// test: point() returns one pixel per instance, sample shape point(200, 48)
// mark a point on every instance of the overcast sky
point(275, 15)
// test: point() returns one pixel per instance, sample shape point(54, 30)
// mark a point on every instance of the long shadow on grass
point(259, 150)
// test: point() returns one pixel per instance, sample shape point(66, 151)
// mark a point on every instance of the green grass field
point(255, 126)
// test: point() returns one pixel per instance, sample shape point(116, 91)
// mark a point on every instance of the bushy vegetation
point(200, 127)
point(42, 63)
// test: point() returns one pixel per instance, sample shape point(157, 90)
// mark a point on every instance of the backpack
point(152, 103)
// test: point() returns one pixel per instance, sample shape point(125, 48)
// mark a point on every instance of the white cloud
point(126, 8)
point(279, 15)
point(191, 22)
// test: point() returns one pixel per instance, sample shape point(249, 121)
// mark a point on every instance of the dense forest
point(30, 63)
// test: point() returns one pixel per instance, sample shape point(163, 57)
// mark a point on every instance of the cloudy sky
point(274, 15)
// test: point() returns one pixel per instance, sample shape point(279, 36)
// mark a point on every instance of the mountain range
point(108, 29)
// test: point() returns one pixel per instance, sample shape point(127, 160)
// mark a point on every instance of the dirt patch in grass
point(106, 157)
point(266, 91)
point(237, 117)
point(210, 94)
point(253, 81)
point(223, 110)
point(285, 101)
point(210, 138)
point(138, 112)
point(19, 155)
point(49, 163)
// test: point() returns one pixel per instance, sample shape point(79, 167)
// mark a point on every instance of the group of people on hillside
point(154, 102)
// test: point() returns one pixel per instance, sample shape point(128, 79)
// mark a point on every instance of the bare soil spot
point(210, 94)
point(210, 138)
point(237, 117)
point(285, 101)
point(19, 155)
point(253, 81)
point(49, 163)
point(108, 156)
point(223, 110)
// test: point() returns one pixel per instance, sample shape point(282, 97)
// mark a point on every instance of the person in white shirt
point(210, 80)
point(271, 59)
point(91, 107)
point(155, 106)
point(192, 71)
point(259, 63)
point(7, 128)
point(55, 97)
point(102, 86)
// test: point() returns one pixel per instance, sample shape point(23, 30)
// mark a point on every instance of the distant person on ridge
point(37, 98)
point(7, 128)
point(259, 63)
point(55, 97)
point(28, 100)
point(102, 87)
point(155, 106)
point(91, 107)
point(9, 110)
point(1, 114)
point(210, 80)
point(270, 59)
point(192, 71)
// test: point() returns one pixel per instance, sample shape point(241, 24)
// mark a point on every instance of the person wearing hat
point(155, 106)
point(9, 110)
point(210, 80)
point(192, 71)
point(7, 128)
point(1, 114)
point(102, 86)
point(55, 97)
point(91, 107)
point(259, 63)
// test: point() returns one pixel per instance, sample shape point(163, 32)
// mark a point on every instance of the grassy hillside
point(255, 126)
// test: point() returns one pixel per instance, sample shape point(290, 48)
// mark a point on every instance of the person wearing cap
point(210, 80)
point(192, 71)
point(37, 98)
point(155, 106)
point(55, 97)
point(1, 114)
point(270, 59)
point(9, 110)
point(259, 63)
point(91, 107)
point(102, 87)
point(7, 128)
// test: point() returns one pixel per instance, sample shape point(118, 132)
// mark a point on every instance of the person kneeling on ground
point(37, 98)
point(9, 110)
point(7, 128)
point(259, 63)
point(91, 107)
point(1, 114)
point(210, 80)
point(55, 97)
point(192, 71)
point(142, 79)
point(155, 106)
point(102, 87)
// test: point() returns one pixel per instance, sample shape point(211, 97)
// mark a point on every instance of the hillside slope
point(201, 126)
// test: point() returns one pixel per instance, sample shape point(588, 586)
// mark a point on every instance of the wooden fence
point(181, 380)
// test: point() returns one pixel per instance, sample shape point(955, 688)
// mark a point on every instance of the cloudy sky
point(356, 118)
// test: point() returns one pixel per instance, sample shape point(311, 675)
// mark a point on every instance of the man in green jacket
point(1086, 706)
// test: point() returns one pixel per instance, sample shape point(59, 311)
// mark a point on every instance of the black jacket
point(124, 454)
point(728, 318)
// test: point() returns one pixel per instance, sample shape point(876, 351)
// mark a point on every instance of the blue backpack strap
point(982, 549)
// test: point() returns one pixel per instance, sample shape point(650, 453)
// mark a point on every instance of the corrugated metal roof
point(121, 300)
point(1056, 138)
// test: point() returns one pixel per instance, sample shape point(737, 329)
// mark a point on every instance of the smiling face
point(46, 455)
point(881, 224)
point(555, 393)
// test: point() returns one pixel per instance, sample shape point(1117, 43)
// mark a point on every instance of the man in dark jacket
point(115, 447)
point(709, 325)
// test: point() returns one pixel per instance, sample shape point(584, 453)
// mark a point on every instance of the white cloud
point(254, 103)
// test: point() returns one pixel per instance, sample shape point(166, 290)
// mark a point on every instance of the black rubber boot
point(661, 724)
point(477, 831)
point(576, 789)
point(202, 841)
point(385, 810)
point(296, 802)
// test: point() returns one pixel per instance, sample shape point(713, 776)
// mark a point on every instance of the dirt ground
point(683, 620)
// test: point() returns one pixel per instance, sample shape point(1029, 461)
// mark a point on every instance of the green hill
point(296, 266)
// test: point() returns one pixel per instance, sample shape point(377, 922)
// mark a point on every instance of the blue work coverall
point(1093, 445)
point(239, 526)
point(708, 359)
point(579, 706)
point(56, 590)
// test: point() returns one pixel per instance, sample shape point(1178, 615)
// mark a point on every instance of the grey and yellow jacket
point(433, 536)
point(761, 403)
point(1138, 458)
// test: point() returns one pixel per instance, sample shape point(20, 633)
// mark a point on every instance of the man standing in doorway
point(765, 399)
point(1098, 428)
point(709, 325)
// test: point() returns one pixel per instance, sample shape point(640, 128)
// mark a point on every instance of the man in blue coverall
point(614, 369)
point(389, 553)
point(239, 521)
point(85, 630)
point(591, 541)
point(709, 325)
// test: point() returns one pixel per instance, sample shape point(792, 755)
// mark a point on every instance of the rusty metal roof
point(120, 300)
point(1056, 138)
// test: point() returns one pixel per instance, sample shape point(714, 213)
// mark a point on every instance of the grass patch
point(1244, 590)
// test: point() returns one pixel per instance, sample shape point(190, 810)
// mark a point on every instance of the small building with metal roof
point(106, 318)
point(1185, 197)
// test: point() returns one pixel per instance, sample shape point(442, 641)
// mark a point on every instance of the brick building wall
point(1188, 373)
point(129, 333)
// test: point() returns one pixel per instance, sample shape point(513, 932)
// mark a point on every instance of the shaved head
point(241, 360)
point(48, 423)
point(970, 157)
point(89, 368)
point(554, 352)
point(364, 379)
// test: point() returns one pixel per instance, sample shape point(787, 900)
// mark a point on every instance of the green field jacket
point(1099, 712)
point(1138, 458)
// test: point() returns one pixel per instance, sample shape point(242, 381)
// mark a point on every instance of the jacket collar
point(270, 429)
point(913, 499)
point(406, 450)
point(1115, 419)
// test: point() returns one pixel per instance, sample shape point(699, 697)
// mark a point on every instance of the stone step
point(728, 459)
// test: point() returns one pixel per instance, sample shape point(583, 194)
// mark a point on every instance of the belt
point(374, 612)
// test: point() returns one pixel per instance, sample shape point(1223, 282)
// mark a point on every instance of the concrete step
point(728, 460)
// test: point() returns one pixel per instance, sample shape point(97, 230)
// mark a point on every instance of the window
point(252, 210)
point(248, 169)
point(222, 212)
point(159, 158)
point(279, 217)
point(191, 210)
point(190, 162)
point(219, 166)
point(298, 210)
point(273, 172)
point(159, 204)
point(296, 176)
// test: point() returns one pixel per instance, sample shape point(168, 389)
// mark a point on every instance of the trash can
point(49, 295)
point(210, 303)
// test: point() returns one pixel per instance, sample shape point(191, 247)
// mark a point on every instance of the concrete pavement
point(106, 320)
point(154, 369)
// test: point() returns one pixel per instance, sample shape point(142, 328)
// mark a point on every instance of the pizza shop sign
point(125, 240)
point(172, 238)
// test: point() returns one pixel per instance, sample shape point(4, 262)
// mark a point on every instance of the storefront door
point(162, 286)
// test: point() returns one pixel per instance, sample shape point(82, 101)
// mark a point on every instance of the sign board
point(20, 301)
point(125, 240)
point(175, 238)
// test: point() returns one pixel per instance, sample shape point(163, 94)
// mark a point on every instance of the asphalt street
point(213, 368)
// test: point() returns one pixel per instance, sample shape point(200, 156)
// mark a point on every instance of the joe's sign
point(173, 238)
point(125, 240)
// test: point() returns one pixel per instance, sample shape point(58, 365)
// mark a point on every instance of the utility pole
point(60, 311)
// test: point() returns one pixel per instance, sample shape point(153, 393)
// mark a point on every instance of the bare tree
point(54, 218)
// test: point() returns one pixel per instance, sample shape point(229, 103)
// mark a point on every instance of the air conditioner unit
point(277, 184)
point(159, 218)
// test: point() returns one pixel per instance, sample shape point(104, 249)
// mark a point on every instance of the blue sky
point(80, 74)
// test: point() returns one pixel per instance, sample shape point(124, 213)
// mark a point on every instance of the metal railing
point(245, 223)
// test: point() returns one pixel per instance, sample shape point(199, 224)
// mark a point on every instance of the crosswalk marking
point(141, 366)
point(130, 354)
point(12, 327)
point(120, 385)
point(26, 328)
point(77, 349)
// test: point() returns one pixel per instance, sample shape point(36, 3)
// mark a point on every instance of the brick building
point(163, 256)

- **What is needed**: Everything from the line that contains "shape point(4, 262)" through the end of the records must be duplicated exactly, and nothing outside that range.

- **Answer to this problem**:
// test: point() returns one pixel per instance, sample shape point(4, 262)
// mark a point on every instance of the storefront door
point(162, 286)
// test: point() returns one pixel per instance, sample shape point(82, 101)
// mark a point on every instance of the sign board
point(20, 301)
point(125, 240)
point(175, 238)
// test: point() returns one pixel per instance, sample shape point(163, 94)
// mark a point on every instance of the asphalt street
point(213, 368)
// test: point() returns one pixel per instance, sample shape point(200, 156)
// mark a point on every instance of the joe's sign
point(173, 238)
point(125, 240)
// test: point() returns one pixel per instance, sample shape point(58, 365)
// mark a point on every instance of the utility pole
point(60, 311)
// test: point() returns one pixel per instance, sample shape point(153, 393)
// mark a point on every instance of the bare tree
point(54, 218)
// test: point() returns one pixel per instance, sample shape point(229, 103)
// mark a point on every instance of the air conditioner unit
point(277, 184)
point(159, 218)
// test: point() returns one pixel per instance, sample shape point(104, 249)
// mark a point on every instance of the blue sky
point(80, 74)
// test: point() returns one pixel per instance, sample shape point(124, 213)
// mark a point on every instance of the metal railing
point(245, 223)
// test: point() returns one pixel per instance, sample shape point(199, 224)
// mark a point on every instance of the crosswalk marking
point(141, 366)
point(130, 354)
point(12, 327)
point(120, 385)
point(26, 328)
point(77, 349)
// test: point() returns one pixel per instance, sample shape point(36, 3)
// mark a point on every instance of the brick building
point(163, 256)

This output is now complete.